Input rows:
►

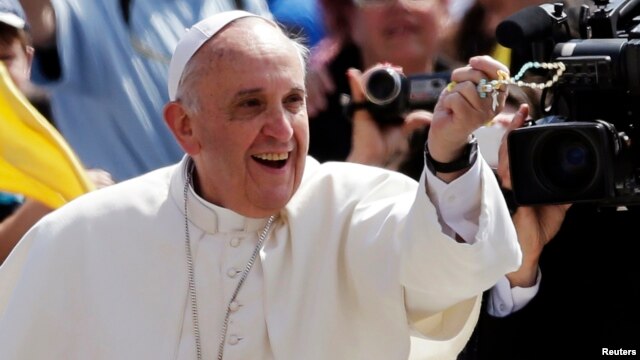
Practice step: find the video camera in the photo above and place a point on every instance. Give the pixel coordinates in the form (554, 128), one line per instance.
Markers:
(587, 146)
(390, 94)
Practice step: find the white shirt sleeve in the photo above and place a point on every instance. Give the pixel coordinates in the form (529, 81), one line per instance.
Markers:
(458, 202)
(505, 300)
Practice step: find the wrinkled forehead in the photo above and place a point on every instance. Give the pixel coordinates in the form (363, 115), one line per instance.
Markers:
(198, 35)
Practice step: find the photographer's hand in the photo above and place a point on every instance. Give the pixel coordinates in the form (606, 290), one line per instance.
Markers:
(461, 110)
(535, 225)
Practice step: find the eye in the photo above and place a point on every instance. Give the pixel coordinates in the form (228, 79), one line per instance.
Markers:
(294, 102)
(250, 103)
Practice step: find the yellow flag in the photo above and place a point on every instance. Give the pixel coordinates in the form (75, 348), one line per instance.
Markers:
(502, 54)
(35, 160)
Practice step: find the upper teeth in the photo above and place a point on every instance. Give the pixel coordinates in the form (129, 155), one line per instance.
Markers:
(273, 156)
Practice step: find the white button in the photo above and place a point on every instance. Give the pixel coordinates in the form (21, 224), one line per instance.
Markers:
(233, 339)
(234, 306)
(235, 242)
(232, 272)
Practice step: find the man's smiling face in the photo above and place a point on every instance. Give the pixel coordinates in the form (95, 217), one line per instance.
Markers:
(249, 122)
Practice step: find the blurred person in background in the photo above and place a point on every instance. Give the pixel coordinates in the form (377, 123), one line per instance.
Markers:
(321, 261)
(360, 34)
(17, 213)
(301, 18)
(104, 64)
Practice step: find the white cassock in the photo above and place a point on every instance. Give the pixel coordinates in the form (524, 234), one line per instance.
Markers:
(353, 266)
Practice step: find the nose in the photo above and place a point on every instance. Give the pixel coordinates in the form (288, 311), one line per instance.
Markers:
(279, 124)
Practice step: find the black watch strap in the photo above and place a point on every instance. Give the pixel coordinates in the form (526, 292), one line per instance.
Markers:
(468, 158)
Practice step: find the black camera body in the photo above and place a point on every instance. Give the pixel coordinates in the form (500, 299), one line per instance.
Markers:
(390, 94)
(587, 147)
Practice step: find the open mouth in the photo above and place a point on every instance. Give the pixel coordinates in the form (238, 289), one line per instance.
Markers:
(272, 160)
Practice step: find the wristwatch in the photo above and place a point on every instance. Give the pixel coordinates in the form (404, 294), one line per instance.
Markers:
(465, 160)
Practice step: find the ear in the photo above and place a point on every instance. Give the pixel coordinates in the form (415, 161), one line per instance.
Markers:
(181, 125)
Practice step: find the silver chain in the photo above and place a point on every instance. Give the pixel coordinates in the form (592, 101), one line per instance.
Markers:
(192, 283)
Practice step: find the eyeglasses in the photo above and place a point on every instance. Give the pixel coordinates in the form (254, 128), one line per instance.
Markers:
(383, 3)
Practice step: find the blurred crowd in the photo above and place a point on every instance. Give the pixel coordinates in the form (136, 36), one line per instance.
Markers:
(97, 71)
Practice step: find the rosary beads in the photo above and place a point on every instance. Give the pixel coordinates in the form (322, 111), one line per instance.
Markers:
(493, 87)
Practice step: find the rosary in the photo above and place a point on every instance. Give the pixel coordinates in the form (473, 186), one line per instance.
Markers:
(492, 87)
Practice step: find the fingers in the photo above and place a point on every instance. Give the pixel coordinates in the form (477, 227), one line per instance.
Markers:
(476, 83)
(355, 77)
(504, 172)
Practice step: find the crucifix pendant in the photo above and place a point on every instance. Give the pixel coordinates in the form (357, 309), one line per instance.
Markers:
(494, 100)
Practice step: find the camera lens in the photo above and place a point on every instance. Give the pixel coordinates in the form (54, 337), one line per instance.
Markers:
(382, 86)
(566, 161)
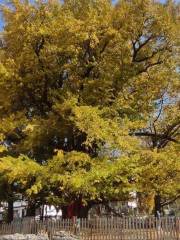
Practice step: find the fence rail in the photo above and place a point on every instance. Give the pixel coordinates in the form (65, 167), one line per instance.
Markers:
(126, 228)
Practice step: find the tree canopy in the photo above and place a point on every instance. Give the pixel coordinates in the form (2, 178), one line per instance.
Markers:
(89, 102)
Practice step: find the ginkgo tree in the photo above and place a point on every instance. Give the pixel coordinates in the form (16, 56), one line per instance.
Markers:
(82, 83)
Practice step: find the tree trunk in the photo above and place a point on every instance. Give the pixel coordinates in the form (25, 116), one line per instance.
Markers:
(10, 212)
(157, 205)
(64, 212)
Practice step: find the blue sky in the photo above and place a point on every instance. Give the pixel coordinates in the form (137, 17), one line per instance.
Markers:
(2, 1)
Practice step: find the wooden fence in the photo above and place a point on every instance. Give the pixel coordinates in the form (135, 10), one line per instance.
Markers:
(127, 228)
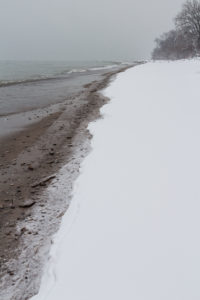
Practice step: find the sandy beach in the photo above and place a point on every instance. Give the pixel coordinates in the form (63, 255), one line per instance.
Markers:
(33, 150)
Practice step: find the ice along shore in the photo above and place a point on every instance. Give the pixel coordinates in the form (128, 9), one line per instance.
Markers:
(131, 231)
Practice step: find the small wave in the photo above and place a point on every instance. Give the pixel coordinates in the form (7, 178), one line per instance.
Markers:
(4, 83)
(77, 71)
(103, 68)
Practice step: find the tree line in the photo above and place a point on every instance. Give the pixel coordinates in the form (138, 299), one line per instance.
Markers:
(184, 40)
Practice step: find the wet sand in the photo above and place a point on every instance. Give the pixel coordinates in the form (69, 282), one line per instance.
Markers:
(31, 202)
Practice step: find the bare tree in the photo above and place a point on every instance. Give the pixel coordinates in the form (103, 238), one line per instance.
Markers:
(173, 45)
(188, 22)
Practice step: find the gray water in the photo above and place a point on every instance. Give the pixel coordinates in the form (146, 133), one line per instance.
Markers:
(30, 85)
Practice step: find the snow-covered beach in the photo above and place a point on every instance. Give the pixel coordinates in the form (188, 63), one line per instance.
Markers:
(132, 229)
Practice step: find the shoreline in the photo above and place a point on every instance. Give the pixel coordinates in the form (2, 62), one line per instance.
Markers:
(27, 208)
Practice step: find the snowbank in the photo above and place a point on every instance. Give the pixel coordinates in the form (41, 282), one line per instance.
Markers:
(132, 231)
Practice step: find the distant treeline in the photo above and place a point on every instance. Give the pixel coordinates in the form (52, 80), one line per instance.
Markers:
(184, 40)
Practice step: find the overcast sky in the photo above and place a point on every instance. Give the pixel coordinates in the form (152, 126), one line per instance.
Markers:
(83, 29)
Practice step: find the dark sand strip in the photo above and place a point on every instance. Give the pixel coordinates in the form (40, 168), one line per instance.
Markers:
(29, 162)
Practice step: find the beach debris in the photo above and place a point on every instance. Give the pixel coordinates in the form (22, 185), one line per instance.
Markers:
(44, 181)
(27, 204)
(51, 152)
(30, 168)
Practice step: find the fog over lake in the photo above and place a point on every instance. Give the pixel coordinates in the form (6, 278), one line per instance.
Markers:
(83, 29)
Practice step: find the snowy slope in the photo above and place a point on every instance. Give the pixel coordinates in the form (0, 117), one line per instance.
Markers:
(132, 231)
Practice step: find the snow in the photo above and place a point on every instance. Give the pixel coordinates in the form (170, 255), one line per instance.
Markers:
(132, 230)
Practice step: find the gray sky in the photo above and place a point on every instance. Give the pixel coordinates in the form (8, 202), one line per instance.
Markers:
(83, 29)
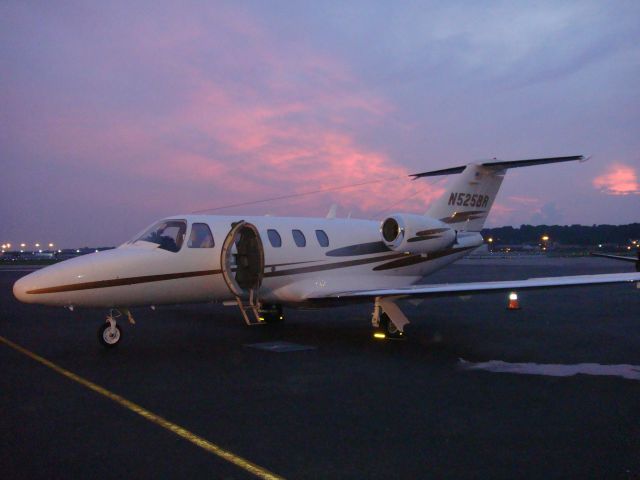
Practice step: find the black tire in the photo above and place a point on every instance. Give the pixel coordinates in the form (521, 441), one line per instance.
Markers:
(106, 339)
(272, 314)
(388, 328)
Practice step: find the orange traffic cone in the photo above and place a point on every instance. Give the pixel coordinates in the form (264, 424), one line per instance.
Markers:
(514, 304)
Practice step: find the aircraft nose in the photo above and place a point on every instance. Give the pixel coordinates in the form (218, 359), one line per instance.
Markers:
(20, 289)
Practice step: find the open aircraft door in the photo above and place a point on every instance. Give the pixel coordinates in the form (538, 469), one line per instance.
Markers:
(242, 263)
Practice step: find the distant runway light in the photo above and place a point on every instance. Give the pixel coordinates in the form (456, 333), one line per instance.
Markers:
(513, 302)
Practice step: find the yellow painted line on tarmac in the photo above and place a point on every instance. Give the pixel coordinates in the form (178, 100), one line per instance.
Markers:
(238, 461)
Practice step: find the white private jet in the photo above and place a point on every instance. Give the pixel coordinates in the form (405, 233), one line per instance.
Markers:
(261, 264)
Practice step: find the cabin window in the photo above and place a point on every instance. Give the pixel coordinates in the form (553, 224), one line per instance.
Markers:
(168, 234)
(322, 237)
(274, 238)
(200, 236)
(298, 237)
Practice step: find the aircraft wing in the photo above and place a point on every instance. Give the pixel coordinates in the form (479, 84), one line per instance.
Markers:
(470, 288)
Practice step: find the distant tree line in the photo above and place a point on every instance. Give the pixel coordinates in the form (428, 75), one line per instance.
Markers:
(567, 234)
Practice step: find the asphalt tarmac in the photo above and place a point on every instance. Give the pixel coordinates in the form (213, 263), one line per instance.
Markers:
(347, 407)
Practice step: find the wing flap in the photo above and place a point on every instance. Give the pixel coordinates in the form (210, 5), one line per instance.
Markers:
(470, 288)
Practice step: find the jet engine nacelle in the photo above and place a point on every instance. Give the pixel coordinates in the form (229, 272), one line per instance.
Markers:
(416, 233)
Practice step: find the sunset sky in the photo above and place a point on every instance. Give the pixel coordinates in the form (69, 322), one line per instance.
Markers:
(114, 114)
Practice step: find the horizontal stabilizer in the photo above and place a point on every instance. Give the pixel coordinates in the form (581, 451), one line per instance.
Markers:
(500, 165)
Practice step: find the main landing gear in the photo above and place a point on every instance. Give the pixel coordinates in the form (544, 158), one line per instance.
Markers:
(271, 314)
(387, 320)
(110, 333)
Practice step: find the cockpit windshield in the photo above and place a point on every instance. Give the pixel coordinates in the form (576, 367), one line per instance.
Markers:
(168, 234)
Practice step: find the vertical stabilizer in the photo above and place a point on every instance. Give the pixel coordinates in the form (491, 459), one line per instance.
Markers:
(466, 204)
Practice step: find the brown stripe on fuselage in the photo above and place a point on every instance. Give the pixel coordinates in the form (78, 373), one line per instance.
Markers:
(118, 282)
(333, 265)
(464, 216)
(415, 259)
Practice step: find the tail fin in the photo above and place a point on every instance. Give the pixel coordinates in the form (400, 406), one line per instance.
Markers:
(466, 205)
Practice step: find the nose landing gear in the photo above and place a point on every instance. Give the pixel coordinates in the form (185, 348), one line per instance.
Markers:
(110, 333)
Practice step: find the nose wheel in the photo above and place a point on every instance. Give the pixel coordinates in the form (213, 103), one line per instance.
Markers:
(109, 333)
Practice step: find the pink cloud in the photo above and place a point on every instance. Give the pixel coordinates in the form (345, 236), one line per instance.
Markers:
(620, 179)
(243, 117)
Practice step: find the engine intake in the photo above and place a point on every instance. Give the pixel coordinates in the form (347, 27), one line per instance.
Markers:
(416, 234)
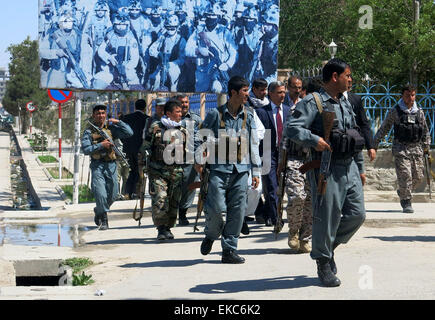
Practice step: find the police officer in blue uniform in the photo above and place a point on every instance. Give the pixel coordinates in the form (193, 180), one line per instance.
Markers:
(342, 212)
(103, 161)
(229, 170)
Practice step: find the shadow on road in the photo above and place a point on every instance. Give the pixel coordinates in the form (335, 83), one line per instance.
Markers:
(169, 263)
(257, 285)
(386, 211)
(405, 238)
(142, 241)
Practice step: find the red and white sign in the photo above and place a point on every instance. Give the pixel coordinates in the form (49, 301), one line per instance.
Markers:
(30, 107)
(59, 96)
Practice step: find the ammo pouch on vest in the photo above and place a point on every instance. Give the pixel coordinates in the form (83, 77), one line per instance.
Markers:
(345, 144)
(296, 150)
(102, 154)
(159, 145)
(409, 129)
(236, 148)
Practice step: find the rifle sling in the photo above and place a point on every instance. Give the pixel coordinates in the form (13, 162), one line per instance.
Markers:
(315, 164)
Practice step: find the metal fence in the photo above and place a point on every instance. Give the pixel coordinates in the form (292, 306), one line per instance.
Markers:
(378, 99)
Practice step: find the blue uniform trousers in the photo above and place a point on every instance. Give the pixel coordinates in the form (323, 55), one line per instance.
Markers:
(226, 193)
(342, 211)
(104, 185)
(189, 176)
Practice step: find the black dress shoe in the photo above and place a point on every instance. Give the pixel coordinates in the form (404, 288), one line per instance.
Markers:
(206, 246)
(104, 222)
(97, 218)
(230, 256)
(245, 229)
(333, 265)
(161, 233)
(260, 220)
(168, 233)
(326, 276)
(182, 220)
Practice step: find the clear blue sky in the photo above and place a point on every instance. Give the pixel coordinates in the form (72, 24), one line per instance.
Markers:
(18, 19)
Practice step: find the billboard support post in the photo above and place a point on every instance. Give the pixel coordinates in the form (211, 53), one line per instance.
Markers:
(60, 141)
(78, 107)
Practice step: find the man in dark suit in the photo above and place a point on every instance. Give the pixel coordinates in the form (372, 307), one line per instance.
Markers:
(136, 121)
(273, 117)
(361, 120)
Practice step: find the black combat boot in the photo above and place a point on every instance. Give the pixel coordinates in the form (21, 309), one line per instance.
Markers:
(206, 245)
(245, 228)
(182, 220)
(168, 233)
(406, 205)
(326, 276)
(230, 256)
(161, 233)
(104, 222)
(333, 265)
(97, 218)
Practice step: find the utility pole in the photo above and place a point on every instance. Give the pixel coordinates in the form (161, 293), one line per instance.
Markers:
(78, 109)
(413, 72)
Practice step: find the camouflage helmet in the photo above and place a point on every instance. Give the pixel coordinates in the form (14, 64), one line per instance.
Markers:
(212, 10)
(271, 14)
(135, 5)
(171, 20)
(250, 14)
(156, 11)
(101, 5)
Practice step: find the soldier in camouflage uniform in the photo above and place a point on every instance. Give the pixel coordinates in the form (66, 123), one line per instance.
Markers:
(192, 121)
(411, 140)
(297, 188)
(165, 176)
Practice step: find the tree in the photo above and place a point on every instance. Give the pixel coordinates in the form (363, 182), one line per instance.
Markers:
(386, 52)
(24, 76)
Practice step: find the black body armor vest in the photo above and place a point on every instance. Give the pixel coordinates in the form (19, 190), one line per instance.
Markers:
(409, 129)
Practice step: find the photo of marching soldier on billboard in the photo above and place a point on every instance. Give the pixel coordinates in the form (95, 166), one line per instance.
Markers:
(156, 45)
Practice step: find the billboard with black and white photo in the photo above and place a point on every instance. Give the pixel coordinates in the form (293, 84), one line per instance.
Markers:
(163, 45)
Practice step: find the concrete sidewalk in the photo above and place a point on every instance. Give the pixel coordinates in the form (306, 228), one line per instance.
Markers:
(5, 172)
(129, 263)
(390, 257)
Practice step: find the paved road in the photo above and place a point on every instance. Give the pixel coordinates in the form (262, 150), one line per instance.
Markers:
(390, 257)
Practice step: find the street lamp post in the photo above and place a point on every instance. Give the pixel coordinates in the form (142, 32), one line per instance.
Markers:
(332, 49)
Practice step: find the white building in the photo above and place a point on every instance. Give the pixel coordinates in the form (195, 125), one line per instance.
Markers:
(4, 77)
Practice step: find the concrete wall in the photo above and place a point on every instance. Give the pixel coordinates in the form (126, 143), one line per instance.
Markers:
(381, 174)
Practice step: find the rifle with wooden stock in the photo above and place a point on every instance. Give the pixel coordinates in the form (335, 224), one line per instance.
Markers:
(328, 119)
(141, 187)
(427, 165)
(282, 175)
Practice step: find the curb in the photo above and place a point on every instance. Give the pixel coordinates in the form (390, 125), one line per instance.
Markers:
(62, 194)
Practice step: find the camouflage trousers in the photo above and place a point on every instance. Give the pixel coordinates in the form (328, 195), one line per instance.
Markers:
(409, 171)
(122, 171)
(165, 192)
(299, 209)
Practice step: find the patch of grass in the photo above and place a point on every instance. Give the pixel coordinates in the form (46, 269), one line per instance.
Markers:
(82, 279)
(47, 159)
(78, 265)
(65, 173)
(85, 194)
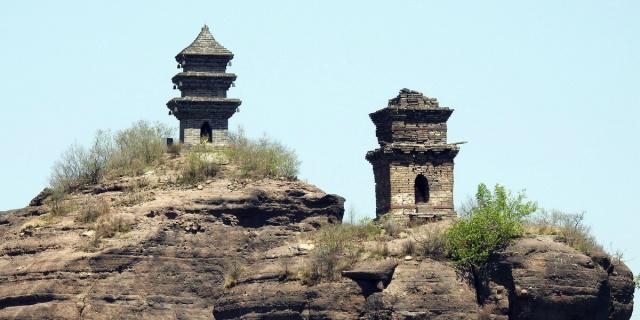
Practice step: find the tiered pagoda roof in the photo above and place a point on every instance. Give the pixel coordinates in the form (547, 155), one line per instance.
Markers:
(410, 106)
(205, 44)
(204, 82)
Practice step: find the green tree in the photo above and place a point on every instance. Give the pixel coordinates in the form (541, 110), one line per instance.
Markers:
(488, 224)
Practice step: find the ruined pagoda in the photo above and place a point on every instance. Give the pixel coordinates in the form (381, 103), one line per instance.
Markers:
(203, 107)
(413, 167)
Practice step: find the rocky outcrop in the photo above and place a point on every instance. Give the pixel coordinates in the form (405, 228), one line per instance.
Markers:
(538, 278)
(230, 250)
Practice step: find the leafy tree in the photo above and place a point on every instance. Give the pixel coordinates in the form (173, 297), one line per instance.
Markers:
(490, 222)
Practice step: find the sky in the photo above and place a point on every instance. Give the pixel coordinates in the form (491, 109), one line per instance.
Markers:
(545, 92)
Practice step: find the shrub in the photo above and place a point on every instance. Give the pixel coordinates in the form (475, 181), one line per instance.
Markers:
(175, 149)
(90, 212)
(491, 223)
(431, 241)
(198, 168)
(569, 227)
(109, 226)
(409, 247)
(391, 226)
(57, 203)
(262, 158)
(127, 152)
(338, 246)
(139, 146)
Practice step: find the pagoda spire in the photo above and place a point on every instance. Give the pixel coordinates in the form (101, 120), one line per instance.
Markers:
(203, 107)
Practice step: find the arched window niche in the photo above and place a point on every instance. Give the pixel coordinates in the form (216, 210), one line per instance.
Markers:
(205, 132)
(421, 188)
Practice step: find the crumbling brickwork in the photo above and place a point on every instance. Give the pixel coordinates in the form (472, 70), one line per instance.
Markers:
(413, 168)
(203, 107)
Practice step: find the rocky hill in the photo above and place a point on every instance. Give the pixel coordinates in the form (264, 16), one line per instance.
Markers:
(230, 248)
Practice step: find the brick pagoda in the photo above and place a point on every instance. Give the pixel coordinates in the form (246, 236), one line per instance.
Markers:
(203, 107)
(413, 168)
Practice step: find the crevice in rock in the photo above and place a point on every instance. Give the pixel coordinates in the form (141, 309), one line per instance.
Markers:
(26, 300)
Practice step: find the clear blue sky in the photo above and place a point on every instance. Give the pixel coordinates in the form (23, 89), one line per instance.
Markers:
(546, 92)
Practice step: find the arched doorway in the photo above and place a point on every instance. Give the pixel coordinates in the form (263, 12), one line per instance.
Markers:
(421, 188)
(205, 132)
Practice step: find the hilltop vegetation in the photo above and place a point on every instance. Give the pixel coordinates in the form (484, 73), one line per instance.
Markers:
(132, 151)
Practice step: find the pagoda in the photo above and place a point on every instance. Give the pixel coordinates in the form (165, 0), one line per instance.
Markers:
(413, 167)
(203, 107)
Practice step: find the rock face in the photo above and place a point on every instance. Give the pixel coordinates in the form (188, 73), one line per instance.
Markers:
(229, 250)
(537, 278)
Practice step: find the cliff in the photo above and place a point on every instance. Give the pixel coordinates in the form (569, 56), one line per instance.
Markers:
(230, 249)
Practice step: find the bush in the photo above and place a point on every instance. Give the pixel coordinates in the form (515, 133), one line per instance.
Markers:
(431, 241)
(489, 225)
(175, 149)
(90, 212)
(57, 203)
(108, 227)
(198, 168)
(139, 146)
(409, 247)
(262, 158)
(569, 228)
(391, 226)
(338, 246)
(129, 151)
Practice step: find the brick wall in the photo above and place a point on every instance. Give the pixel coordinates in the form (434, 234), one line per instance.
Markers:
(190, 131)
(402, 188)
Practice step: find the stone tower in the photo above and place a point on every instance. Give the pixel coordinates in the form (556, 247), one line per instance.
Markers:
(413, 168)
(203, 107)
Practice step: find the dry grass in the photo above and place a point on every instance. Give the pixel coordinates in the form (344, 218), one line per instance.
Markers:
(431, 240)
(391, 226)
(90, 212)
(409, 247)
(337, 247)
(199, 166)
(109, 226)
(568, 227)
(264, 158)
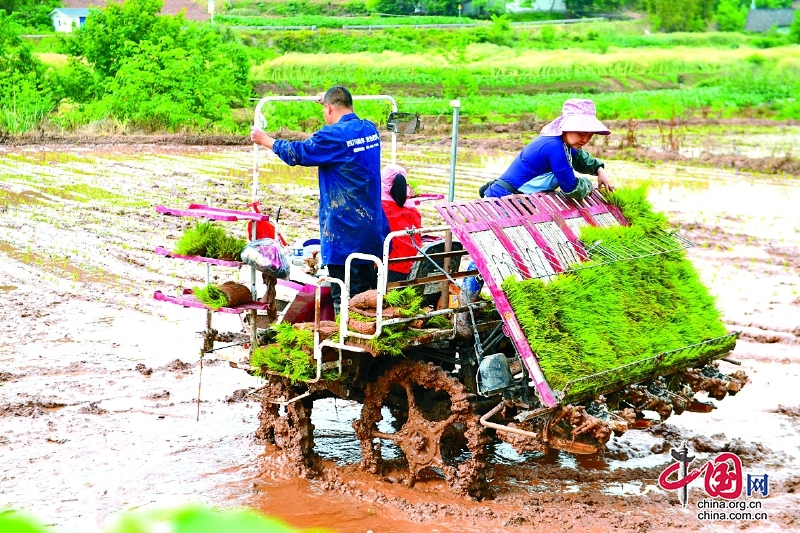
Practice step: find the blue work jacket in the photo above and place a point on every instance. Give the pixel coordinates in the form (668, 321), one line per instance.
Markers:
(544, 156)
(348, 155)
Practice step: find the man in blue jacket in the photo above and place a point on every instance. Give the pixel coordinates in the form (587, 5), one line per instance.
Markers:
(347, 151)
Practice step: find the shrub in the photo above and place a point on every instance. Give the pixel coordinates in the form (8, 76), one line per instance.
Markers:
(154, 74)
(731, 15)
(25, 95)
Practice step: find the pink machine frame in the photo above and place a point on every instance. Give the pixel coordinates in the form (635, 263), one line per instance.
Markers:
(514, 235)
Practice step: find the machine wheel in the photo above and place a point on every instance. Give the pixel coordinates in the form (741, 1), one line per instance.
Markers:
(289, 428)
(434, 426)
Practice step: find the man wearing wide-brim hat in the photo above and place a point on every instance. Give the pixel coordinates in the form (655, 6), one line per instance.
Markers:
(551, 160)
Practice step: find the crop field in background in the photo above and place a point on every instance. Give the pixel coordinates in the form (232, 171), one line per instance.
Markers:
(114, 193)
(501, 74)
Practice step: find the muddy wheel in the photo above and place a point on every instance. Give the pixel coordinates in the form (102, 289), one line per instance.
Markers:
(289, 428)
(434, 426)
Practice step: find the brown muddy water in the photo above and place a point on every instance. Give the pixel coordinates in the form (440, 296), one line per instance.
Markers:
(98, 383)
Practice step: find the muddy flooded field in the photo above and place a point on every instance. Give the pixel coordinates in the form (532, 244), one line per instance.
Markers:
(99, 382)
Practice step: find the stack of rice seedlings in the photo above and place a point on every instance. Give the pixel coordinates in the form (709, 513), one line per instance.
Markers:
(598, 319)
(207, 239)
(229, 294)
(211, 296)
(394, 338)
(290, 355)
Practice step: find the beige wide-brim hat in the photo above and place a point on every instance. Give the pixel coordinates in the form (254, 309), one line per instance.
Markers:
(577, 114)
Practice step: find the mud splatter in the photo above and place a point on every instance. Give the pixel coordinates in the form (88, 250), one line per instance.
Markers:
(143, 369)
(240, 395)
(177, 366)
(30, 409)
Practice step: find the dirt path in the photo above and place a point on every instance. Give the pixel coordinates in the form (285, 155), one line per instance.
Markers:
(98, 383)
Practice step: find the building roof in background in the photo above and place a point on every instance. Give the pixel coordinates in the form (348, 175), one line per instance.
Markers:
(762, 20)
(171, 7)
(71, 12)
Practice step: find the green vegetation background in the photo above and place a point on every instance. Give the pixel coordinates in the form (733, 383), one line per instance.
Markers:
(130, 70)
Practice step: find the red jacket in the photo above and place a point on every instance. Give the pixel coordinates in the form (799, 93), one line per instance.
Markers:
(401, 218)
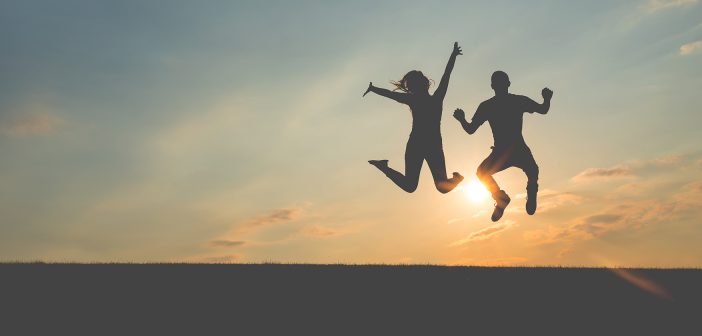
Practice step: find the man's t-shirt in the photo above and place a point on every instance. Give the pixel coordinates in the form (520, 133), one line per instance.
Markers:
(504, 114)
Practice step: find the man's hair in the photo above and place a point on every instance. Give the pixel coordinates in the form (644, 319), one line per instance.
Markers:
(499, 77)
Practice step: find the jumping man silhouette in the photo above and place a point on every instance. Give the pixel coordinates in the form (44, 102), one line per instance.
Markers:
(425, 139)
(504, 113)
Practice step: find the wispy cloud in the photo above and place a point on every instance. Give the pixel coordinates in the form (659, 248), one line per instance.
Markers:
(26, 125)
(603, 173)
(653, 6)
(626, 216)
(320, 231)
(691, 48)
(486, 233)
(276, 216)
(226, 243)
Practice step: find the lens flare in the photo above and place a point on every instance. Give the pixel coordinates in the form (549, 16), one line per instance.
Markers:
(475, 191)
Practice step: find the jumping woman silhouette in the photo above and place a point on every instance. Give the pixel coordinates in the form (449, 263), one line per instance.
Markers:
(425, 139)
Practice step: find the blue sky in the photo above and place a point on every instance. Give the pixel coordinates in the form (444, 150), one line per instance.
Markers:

◄

What is expected:
Recast the data from the line holding "Practice step: find the man's hair" through the end of the data, inclusive, as a Markdown table with the columns Number and Entry. Give each line its own row and leave out blank lines.

Reply:
| Number | Entry |
|---|---|
| 1 | Practice step: find the man's hair in the photo above and place a point on every instance. Give the pixel coordinates in the form (644, 319), one line per instance. |
| 2 | Markers: |
| 3 | (499, 77) |
| 4 | Practice step: find the jumping man silhouette in the photo above and place a point on every instance. Give the pixel coordinates in the form (44, 102), one line per instance. |
| 5 | Markers: |
| 6 | (425, 139) |
| 7 | (504, 113) |
| 8 | Practice step: find the wispy cloud in the photo above and place a point on every instance. Give the pixel coordinates in the form (659, 248), one line per instance. |
| 9 | Markers: |
| 10 | (26, 125) |
| 11 | (603, 173) |
| 12 | (653, 6) |
| 13 | (626, 216) |
| 14 | (320, 231) |
| 15 | (691, 48) |
| 16 | (486, 233) |
| 17 | (276, 216) |
| 18 | (226, 243) |
| 19 | Practice step: find the lens flare in the photo above and place a point on every instance. Give the pixel coordinates in the form (549, 16), one line per instance. |
| 20 | Markers: |
| 21 | (475, 191) |
| 22 | Practice step: find the jumping woman silhouette in the photo above and place a point on every instance. Give the pixel coordinates in the form (449, 263), one line per instance. |
| 23 | Markers: |
| 24 | (425, 139) |
| 25 | Practice step: find the blue sky in the photo above and place a point on every instance. Give the pixel coordinates in the form (444, 150), one line per instance. |
| 26 | Markers: |